Please write out the entries again, starting at the beginning and ending with the line containing "point(767, 866)", and shift every number in the answer coordinates up by 102 while keeping all other lines unchanged.

━━━━━ RAW DATA

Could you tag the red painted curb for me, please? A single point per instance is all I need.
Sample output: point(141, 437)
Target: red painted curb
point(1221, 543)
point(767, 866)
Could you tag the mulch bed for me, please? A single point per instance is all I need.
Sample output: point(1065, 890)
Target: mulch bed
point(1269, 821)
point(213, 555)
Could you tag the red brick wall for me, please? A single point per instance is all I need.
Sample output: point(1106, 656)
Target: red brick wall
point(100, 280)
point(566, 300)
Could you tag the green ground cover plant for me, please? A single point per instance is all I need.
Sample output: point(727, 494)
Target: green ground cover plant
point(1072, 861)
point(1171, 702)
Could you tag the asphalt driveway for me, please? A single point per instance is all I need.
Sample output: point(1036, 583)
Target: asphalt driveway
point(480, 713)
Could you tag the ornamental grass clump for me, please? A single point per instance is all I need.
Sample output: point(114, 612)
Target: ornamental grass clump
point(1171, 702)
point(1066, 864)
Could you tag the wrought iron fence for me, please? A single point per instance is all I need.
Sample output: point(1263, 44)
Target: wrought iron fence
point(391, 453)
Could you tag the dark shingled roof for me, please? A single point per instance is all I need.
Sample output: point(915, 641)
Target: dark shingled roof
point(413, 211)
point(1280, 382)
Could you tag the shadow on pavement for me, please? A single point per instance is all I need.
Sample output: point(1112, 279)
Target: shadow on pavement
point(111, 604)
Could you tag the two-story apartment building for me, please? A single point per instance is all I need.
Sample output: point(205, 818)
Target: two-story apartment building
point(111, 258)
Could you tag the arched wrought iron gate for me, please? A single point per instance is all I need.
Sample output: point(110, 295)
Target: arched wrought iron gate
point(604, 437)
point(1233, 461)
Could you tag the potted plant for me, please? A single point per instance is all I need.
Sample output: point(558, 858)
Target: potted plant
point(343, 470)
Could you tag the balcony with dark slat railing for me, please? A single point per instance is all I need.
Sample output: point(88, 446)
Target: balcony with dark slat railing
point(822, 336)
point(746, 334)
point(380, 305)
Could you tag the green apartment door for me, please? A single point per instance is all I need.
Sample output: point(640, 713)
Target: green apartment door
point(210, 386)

━━━━━━━━━━

**COMPLETED TASK:**
Could you tag the red painted curb for me, please? A single point per instance is all I need.
Sample output: point(141, 437)
Target: red painted curb
point(1323, 645)
point(869, 968)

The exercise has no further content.